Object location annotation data
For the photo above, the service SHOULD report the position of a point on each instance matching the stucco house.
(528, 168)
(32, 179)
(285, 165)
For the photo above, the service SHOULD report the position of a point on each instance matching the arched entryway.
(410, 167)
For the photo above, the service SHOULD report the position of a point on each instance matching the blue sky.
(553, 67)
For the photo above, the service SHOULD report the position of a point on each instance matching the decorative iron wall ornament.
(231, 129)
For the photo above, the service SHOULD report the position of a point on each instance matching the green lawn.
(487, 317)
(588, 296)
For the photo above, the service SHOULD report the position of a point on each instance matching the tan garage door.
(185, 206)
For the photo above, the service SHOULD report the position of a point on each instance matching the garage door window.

_Aim_: Convert all the rows above into a numbered list, skipping any blank lines.

_Solution to this problem_:
1. For the photo above, the service SHOULD report the position of a point on each instance matching the stucco house.
2. (528, 168)
3. (32, 179)
4. (285, 165)
5. For the photo above, the service SHOULD report the position of a point on each instance matching the arched entryway.
6. (410, 167)
7. For the photo above, the service SHOULD report the position of a point on each instance matching the blue sky.
8. (553, 67)
9. For the photo above, the service SHOULD report the position of a point on each instance matching the decorative iron wall ornament.
10. (231, 129)
11. For the photo above, the service SHOULD report the position of a point on each instance matching the green lawn.
12. (487, 317)
13. (588, 296)
14. For the photo above, the service SHOULD report the position of a point on each instance matching the tan garage door.
15. (185, 206)
16. For the photo above, the service SHOULD report the position of a point on each instance matching the garage door window.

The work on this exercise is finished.